Extracted data entries:

********************

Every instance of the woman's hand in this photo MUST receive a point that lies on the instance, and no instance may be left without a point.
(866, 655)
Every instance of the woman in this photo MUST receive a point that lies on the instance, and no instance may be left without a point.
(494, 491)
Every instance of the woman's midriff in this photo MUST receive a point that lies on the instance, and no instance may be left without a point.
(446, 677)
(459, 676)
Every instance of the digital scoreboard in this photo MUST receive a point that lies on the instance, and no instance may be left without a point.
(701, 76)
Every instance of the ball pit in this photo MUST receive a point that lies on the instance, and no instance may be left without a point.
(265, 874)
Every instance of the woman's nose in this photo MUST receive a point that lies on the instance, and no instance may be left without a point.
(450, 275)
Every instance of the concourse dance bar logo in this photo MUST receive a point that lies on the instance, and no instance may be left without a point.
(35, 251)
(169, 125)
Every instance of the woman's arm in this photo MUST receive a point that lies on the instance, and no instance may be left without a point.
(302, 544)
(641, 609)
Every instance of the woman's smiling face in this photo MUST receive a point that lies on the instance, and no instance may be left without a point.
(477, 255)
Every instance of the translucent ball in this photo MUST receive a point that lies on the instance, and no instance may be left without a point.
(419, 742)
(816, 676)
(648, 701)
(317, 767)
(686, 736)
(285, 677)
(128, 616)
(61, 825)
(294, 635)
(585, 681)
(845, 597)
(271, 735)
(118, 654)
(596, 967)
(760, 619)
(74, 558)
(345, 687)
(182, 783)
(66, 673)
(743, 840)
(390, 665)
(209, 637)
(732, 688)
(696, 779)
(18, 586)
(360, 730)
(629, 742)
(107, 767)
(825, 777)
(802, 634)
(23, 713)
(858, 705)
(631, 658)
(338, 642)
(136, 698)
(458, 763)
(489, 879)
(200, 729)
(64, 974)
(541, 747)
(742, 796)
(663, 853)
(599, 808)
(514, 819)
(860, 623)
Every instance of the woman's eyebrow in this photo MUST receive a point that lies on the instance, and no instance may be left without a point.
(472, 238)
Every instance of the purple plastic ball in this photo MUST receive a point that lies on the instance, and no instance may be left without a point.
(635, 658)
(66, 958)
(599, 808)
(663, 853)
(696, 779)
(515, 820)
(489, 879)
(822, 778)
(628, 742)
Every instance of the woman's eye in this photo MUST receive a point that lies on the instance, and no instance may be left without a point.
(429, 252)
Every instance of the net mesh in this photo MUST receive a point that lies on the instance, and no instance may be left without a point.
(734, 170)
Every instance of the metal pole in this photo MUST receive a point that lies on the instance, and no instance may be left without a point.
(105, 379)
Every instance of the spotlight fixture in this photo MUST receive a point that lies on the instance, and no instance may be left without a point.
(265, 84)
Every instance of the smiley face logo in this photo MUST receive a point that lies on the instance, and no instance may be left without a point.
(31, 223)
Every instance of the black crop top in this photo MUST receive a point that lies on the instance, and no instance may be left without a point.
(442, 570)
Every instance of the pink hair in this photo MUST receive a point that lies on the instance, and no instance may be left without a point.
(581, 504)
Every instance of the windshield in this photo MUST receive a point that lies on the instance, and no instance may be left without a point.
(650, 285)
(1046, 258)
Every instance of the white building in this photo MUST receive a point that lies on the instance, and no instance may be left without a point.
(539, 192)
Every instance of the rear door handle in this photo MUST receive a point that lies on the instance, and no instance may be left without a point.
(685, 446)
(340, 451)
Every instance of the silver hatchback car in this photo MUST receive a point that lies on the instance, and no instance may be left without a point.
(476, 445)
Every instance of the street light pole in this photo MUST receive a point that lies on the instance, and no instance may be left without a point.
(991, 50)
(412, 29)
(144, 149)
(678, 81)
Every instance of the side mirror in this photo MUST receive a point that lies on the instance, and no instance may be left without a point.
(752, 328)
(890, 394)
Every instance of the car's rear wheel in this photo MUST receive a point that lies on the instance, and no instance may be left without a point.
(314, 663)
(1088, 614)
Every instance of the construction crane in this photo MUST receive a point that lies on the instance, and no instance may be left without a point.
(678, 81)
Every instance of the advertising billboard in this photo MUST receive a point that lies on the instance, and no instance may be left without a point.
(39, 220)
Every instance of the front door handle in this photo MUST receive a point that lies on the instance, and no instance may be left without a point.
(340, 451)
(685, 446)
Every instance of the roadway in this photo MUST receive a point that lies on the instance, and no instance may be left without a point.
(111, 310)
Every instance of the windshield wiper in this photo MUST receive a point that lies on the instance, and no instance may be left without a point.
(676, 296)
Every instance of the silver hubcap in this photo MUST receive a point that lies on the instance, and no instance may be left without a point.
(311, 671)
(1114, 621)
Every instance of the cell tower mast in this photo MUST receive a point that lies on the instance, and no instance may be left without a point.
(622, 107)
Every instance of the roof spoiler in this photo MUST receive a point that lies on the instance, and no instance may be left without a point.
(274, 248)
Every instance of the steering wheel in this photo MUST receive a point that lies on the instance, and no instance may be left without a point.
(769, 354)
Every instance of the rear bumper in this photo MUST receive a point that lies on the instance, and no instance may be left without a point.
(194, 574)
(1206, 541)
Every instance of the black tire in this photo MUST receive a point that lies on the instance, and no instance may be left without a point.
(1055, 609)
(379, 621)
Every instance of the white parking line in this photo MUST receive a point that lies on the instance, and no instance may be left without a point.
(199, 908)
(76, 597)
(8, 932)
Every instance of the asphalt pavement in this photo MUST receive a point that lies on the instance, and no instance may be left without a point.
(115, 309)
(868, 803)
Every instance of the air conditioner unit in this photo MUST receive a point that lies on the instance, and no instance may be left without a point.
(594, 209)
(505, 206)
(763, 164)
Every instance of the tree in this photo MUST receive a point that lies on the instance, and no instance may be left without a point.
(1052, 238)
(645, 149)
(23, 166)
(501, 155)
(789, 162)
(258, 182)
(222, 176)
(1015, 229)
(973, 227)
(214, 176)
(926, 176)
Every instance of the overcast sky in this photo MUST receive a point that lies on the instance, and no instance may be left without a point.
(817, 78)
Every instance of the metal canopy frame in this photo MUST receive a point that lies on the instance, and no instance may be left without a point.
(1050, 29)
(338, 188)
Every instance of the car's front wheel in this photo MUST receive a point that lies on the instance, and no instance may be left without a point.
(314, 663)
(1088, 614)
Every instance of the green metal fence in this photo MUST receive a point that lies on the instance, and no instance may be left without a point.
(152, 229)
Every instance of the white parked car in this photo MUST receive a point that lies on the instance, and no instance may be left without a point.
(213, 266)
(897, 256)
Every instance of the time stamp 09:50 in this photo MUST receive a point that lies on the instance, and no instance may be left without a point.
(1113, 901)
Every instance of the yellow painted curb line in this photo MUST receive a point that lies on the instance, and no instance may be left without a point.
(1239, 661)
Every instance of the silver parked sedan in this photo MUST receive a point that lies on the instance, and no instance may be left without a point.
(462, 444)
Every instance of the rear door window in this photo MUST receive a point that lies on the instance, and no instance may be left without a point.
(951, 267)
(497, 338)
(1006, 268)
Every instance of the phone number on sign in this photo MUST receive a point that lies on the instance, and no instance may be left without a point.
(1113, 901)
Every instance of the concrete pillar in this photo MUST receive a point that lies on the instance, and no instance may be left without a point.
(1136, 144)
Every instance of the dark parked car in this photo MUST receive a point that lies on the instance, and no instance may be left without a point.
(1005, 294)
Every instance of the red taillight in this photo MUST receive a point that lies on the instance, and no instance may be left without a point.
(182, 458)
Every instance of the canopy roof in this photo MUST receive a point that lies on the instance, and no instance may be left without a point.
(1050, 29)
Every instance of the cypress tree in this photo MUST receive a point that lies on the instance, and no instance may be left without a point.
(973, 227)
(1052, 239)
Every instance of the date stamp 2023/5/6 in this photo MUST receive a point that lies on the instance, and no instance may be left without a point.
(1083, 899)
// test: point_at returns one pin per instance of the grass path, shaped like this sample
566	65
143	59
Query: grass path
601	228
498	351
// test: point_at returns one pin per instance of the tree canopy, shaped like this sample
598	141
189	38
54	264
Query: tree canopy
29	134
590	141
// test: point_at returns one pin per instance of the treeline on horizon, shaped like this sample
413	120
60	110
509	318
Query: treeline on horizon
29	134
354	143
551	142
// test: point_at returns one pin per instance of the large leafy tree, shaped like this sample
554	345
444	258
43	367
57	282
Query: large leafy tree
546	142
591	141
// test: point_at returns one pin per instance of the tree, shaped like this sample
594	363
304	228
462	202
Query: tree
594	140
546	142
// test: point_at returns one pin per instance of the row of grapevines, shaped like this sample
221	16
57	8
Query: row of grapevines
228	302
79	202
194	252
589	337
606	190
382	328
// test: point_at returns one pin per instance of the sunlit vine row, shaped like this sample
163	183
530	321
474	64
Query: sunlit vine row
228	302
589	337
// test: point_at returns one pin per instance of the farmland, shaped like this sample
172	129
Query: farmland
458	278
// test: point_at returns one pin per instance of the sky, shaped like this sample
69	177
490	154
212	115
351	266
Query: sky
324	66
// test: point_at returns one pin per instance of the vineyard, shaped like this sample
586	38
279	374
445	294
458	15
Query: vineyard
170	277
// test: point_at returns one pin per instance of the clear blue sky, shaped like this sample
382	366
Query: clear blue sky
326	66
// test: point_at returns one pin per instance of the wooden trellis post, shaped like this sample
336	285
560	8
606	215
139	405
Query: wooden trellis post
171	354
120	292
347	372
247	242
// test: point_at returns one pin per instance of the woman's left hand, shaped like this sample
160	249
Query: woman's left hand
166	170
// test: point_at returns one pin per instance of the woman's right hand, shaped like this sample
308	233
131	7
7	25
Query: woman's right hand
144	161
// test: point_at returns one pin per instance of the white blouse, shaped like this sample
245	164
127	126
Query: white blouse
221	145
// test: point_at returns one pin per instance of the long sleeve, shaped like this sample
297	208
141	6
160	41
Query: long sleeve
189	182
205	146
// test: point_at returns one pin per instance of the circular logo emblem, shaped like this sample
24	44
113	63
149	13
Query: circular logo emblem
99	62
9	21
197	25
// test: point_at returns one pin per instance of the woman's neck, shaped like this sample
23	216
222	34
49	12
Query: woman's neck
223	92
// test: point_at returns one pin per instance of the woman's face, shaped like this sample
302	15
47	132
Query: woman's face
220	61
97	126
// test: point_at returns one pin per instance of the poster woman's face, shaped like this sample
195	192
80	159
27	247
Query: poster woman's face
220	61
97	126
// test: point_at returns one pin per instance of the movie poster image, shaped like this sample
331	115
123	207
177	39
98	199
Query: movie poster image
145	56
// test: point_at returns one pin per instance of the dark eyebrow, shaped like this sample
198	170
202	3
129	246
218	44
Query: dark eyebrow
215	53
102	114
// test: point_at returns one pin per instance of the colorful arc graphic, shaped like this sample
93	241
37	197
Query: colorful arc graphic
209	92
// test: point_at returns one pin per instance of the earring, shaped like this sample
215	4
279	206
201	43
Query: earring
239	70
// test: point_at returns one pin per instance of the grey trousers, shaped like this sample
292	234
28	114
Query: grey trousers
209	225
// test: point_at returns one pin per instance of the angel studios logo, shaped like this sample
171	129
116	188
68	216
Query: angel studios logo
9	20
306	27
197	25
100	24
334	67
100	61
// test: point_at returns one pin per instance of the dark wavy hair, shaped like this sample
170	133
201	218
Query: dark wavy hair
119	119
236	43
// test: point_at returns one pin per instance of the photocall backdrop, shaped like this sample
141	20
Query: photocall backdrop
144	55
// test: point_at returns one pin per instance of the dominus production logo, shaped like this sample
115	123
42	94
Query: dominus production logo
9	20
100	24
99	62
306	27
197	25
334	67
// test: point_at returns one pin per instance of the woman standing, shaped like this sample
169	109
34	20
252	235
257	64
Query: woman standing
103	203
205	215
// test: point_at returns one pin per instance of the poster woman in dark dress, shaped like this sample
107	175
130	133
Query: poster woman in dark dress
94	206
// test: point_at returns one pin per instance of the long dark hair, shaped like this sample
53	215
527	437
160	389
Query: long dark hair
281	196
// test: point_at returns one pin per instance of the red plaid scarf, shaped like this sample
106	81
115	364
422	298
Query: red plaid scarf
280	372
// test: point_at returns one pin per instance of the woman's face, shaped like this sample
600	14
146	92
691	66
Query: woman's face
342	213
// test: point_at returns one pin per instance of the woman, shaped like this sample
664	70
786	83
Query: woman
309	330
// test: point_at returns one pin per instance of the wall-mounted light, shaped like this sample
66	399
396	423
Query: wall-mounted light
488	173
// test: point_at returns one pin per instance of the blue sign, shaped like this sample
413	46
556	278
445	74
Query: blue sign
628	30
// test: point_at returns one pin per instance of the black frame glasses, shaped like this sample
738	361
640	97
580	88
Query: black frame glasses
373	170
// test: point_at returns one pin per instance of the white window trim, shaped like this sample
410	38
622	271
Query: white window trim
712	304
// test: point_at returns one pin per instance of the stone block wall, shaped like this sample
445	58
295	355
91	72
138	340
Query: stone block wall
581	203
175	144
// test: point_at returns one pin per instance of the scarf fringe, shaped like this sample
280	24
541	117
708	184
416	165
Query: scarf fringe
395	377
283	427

********************

# [Task description]
Your task is to return, exactly and on their own, the lines from the one containing "sign, shaped like this sample" through the last line of the listing.

# [Final answer]
// test: point_at returns one pin per instance of the blue sign, shaped like this sample
413	46
556	278
445	74
Query: blue sign
628	30
// test: point_at returns one pin per instance of the black frame glasses, shaped like this sample
738	361
640	97
580	88
Query: black frame glasses
373	170
// test: point_at returns one pin per instance of the white window trim, shaped like this sample
410	38
622	271
Query: white window trim
712	304
// test: point_at returns one pin per instance of the stone block wall, shaped like this sample
445	58
295	355
91	72
138	340
Query: stone block wall
581	203
175	144
// test: point_at returns one pin per instance of the scarf fringe, shaped like this sample
280	24
541	117
708	184
416	165
Query: scarf fringe
395	377
283	427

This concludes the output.